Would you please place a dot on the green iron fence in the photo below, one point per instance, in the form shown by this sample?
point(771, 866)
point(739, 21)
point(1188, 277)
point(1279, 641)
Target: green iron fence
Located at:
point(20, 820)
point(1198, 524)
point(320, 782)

* Goal of the exercise
Set out every line of the records above as a numbered list, omitting any blank lines.

* Written solution
1. Would you please place a dot on the green iron fence in the photo below, one point per instance, in the form shown by this sample?
2. point(771, 866)
3. point(739, 21)
4. point(1188, 277)
5. point(1279, 641)
6. Target: green iron fence
7. Located at:
8. point(20, 820)
9. point(1198, 524)
10. point(320, 782)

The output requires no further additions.